↓
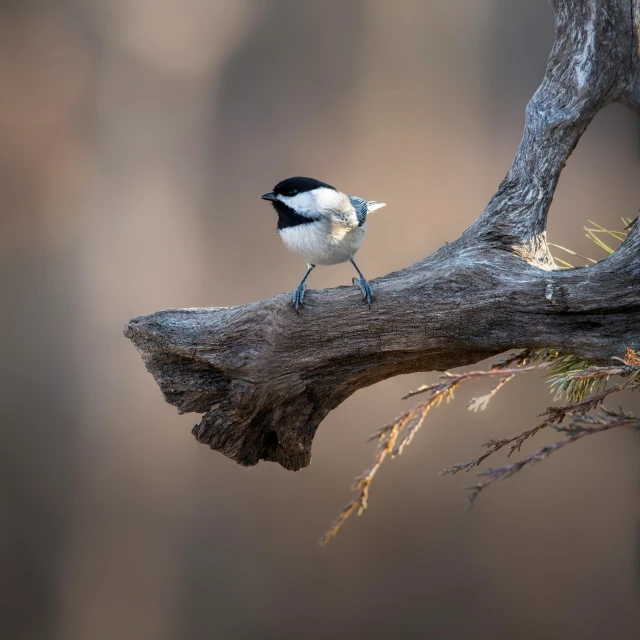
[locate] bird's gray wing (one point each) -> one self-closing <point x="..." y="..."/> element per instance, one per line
<point x="360" y="207"/>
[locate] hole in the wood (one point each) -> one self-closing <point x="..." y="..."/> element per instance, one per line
<point x="269" y="444"/>
<point x="599" y="184"/>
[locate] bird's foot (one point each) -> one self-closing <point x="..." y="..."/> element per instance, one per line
<point x="298" y="297"/>
<point x="367" y="291"/>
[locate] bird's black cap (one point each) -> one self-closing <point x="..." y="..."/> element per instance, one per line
<point x="299" y="184"/>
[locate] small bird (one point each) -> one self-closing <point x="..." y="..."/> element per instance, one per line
<point x="321" y="225"/>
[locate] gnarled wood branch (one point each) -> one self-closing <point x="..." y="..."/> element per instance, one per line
<point x="265" y="378"/>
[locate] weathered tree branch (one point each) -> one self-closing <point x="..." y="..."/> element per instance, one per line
<point x="265" y="378"/>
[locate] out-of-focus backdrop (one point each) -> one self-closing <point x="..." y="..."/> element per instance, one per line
<point x="135" y="141"/>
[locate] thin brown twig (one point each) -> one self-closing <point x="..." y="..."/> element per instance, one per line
<point x="393" y="438"/>
<point x="580" y="426"/>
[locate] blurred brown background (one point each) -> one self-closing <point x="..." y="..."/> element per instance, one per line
<point x="135" y="140"/>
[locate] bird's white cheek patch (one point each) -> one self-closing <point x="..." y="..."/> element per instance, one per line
<point x="313" y="203"/>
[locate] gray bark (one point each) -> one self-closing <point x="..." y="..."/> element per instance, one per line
<point x="265" y="378"/>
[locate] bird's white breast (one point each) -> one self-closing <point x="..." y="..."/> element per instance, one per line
<point x="323" y="243"/>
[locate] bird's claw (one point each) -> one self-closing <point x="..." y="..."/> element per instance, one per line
<point x="367" y="291"/>
<point x="298" y="297"/>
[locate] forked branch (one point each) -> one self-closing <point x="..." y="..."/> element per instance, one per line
<point x="265" y="378"/>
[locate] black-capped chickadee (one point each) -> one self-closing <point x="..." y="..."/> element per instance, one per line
<point x="322" y="226"/>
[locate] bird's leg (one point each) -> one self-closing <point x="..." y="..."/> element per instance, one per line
<point x="365" y="287"/>
<point x="298" y="294"/>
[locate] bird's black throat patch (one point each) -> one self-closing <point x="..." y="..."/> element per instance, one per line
<point x="287" y="217"/>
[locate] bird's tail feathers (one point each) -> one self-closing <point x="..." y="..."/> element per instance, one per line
<point x="372" y="205"/>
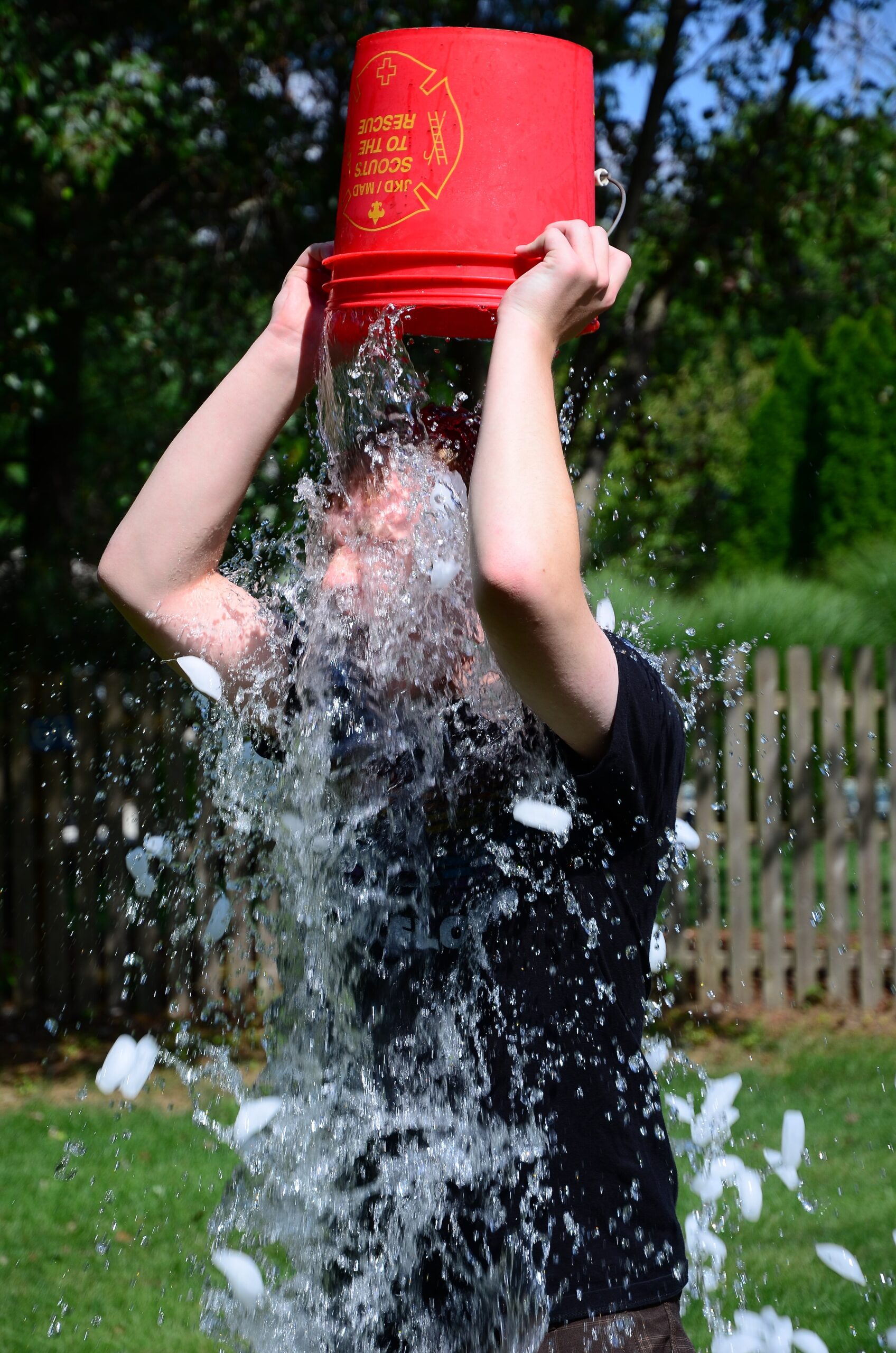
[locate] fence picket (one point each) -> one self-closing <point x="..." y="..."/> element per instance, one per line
<point x="769" y="827"/>
<point x="68" y="895"/>
<point x="835" y="819"/>
<point x="891" y="785"/>
<point x="85" y="777"/>
<point x="866" y="759"/>
<point x="736" y="784"/>
<point x="25" y="914"/>
<point x="52" y="735"/>
<point x="801" y="819"/>
<point x="117" y="877"/>
<point x="676" y="899"/>
<point x="707" y="823"/>
<point x="178" y="951"/>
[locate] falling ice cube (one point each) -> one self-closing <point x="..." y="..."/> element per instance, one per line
<point x="657" y="1053"/>
<point x="792" y="1138"/>
<point x="807" y="1341"/>
<point x="605" y="616"/>
<point x="117" y="1065"/>
<point x="242" y="1275"/>
<point x="681" y="1108"/>
<point x="657" y="950"/>
<point x="721" y="1093"/>
<point x="141" y="1068"/>
<point x="254" y="1115"/>
<point x="159" y="847"/>
<point x="202" y="675"/>
<point x="841" y="1262"/>
<point x="543" y="818"/>
<point x="443" y="573"/>
<point x="685" y="835"/>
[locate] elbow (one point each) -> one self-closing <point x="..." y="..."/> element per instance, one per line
<point x="511" y="586"/>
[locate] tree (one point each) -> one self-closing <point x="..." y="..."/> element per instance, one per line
<point x="857" y="477"/>
<point x="769" y="508"/>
↑
:: Exercise ::
Repeat all the material exactly, but keep pictures out of the copy.

:: Output below ::
[locate] bird's gray wing (one point each) -> one self-closing <point x="..." y="..."/> element per instance, one per line
<point x="360" y="207"/>
[locate] hole in the wood (one point each) -> one self-closing <point x="..." y="..."/> element per instance, one per line
<point x="269" y="444"/>
<point x="599" y="184"/>
[locate] bird's foot (one point each) -> one self-closing <point x="..." y="..."/> element per instance, one per line
<point x="298" y="297"/>
<point x="367" y="291"/>
[locate] bird's black cap (one point each) -> one self-closing <point x="..." y="..."/> element per instance, one per line
<point x="299" y="184"/>
[locate] small bird (one point each) -> one self-closing <point x="..." y="..."/> element per instance, one per line
<point x="321" y="225"/>
[locate] gnarled wood branch (one point each) -> one self-closing <point x="..." y="..."/> element per instance, one per line
<point x="265" y="378"/>
[locate] weathered tree branch (one point each) -> one self-closing <point x="..." y="..."/> element per instance, one per line
<point x="265" y="378"/>
[locate] out-of-focus backdrop (one point each) -> one self-closing <point x="..." y="..."/> element per instance, one per line
<point x="135" y="141"/>
[locate] thin brown twig (one point each) -> one self-closing <point x="..." y="..."/> element per instance, one per line
<point x="393" y="438"/>
<point x="580" y="426"/>
[locate] blurred brown background (one point each) -> one self-closing <point x="..." y="..."/> element per instance, one per line
<point x="135" y="140"/>
[locate] bird's white cheek patch (one point each) -> one self-closing <point x="..." y="..."/> element per instance, one per line
<point x="313" y="203"/>
[locate] gray bark (one point each) -> one self-closing <point x="..." y="..."/> element per instance, one per line
<point x="265" y="378"/>
[locate] bird's white breast (one point each) -> one self-closing <point x="..." y="..."/> element per instance, one per line
<point x="323" y="243"/>
[locate] bird's claw (one point each) -> one self-closing <point x="..." y="..."/> element per instance, one per line
<point x="367" y="291"/>
<point x="298" y="297"/>
[locate] forked branch (one point each) -> one self-closing <point x="..." y="..."/> element per instance, one per line
<point x="265" y="378"/>
[locate] black-capped chickadee (one point each) -> one self-closing <point x="..." y="..."/> element per instance, one per line
<point x="322" y="226"/>
[locate] bird's leg (one point each) -> one self-closing <point x="..." y="..."/> element per instance, one per line
<point x="365" y="287"/>
<point x="298" y="294"/>
[locate] bird's black throat patch (one point each) -> one self-closing <point x="..." y="..."/> element per instance, one per line
<point x="287" y="217"/>
[locate] bird's tail feathers (one point each) -> one self-closing <point x="..." y="..."/> element per instance, one per line
<point x="372" y="205"/>
[locate] fence picket (one point each) -> one self-closing <point x="..." y="..."/> element per instance, one per line
<point x="769" y="827"/>
<point x="68" y="895"/>
<point x="835" y="819"/>
<point x="891" y="785"/>
<point x="85" y="777"/>
<point x="866" y="759"/>
<point x="736" y="784"/>
<point x="25" y="914"/>
<point x="52" y="735"/>
<point x="801" y="819"/>
<point x="117" y="877"/>
<point x="676" y="899"/>
<point x="707" y="823"/>
<point x="178" y="951"/>
[locate] falling ice cube (one point each) -> one self-closing <point x="..." y="..."/> element per instance, one per line
<point x="657" y="1053"/>
<point x="792" y="1138"/>
<point x="807" y="1341"/>
<point x="605" y="616"/>
<point x="117" y="1065"/>
<point x="242" y="1275"/>
<point x="681" y="1108"/>
<point x="657" y="950"/>
<point x="721" y="1093"/>
<point x="141" y="1068"/>
<point x="254" y="1115"/>
<point x="159" y="847"/>
<point x="202" y="675"/>
<point x="841" y="1262"/>
<point x="543" y="818"/>
<point x="443" y="573"/>
<point x="685" y="835"/>
[locate] elbow (one point each) -> one self-closing <point x="..." y="..."/> element per instance, one per line
<point x="511" y="586"/>
[locate] tree (one point each) -> one self-closing <point x="..." y="..."/> element per instance, one per line
<point x="857" y="477"/>
<point x="769" y="508"/>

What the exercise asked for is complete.